▸ Items from a data source
○ ○ ○ ○
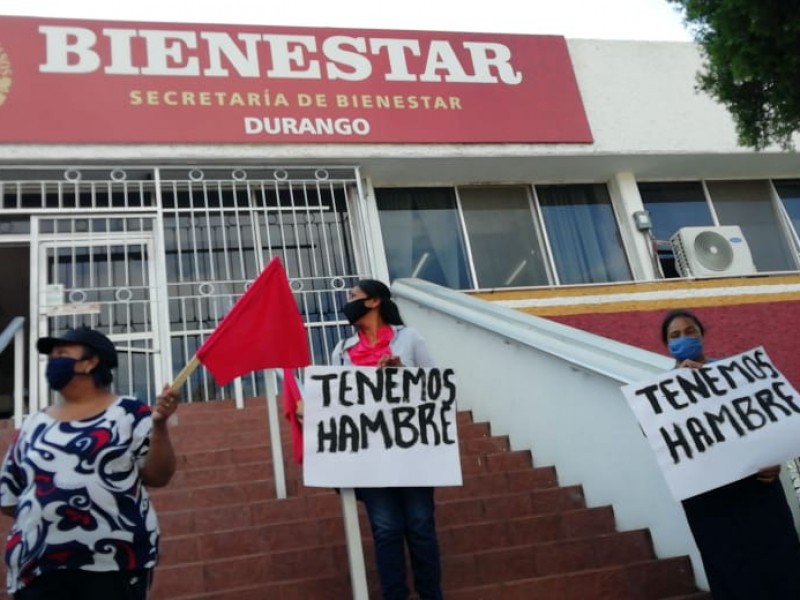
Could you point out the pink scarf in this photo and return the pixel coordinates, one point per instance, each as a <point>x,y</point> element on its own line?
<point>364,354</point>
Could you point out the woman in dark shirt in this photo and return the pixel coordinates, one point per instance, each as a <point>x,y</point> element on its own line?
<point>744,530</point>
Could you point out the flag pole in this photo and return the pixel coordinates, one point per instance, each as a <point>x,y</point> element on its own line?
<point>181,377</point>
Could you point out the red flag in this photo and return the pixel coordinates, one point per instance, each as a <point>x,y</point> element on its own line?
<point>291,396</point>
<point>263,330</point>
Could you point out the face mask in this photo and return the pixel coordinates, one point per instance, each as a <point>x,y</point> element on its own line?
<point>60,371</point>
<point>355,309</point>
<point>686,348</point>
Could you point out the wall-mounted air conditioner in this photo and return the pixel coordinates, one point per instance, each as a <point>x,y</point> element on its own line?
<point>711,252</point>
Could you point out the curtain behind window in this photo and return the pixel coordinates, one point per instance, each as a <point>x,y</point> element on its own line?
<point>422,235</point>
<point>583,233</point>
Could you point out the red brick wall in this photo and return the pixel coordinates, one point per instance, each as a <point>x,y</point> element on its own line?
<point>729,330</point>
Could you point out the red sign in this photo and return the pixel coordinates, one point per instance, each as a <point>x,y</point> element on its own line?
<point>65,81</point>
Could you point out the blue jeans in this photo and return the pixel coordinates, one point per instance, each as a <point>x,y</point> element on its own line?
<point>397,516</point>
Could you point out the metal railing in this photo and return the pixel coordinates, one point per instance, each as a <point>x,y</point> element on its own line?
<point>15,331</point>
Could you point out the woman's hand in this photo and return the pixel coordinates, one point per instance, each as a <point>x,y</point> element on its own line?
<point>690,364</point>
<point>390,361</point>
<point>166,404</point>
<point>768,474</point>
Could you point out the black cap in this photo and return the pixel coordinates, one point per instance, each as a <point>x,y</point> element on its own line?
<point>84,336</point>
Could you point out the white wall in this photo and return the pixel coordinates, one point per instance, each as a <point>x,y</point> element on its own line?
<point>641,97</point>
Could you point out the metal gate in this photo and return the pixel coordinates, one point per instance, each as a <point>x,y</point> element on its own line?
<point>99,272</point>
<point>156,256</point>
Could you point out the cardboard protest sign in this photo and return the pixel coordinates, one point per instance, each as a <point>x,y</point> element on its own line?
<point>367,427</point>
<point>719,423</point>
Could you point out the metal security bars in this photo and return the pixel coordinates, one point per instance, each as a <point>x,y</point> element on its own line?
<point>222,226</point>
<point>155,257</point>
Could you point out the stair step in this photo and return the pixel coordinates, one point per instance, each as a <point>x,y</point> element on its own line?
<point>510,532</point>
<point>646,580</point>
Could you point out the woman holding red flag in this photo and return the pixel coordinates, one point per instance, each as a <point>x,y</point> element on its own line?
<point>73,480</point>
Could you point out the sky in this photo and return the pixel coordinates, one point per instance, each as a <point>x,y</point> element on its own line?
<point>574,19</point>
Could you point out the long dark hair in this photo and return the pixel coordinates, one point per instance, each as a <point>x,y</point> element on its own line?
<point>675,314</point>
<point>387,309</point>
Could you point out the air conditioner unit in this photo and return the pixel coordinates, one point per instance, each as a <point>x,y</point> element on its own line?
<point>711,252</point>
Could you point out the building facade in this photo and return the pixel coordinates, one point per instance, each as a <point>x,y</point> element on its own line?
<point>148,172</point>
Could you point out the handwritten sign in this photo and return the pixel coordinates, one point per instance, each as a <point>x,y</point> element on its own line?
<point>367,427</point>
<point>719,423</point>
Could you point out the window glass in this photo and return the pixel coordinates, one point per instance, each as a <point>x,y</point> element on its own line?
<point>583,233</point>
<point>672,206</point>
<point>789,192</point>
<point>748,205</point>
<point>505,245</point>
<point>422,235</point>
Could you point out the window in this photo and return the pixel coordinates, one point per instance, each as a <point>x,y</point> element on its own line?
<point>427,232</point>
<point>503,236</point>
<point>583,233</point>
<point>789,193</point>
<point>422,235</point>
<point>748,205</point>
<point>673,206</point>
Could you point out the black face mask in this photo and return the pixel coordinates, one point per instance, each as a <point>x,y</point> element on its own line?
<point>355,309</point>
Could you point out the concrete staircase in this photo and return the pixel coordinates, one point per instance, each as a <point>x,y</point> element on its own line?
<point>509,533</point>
○ ○ ○ ○
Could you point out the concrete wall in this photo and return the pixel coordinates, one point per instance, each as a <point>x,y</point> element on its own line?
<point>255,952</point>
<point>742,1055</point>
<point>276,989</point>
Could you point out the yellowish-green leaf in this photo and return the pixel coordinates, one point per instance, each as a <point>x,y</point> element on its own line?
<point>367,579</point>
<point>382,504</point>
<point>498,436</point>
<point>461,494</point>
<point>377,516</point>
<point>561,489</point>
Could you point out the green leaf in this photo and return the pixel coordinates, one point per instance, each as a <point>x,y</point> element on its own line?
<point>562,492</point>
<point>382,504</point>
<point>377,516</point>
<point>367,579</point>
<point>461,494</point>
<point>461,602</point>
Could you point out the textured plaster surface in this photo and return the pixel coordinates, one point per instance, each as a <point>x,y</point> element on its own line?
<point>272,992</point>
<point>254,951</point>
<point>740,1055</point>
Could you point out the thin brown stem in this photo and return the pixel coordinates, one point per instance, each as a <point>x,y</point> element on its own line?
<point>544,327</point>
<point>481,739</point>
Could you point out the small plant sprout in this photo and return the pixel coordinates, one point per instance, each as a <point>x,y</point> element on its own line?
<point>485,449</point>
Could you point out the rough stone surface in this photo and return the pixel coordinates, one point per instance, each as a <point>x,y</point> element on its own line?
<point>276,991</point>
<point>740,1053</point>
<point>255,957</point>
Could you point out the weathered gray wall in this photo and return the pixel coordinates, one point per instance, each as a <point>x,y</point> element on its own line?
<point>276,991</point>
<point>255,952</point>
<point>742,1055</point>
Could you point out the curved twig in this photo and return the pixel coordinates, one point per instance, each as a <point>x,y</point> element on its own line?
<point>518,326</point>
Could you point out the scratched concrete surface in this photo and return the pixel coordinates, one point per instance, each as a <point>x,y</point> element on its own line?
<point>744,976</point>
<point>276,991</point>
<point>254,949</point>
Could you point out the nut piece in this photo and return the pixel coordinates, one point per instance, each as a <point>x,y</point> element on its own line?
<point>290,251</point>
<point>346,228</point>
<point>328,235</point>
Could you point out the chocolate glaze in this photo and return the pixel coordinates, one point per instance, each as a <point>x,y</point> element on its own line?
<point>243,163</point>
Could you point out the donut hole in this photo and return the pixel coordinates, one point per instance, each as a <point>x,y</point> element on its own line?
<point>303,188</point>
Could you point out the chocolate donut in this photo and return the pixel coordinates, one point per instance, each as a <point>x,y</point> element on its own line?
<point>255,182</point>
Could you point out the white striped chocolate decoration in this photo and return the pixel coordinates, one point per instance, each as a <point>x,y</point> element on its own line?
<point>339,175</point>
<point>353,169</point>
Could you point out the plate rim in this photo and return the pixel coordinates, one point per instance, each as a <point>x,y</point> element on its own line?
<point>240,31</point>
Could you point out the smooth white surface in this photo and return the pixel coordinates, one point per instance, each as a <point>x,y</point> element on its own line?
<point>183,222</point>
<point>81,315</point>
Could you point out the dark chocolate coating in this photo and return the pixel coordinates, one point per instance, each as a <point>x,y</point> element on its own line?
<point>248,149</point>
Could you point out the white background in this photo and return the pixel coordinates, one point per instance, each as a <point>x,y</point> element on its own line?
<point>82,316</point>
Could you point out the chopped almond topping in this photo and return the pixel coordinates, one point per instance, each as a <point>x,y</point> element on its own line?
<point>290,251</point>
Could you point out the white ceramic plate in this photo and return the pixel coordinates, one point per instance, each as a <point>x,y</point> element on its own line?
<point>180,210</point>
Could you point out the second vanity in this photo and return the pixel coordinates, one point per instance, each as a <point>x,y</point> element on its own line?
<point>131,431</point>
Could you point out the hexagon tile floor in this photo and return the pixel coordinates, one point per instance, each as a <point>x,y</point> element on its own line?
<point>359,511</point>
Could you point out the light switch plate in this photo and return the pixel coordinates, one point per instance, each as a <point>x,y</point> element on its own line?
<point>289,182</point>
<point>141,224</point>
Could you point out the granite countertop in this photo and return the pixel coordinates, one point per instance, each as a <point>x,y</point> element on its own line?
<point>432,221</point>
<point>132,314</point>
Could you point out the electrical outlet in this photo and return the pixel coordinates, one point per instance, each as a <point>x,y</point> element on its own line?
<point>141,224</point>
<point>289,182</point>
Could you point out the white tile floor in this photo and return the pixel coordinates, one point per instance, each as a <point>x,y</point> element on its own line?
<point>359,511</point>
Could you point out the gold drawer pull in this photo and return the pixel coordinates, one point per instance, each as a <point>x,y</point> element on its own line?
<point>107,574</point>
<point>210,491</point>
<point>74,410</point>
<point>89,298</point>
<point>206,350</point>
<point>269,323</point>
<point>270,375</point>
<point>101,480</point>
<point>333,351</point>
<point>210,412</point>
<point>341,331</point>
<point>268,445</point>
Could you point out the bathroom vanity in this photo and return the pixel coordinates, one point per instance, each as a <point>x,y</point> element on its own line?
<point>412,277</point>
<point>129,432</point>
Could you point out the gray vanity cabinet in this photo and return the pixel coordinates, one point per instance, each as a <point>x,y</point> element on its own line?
○ ○ ○ ○
▸ Assignment
The reply should consist solely of the lines above from the one that has "Could you point out the white tile" through the one that has "Could you point out the gray", reproduced exactly.

▸ Solution to the exercise
Could you point out the white tile floor in this photo and return the pixel coordinates, one point per instance, each as a <point>x,y</point> element on its own line?
<point>359,511</point>
Could you point out the gold drawer pull in this photo and return the pixel coordinates, one point per instance, each as a <point>x,y</point> element on its own line?
<point>107,574</point>
<point>210,491</point>
<point>74,410</point>
<point>89,298</point>
<point>206,350</point>
<point>269,323</point>
<point>270,375</point>
<point>101,480</point>
<point>333,351</point>
<point>210,412</point>
<point>341,331</point>
<point>268,445</point>
Could you point out the bathroom vanity in this photo and return the pixel coordinates, one point per instance, each as a <point>x,y</point> element on its own line?
<point>412,277</point>
<point>129,432</point>
Could you point out the gray vanity cabinet in this photo and return the pixel coordinates, one point per instance, each as a <point>x,y</point> element on its own line?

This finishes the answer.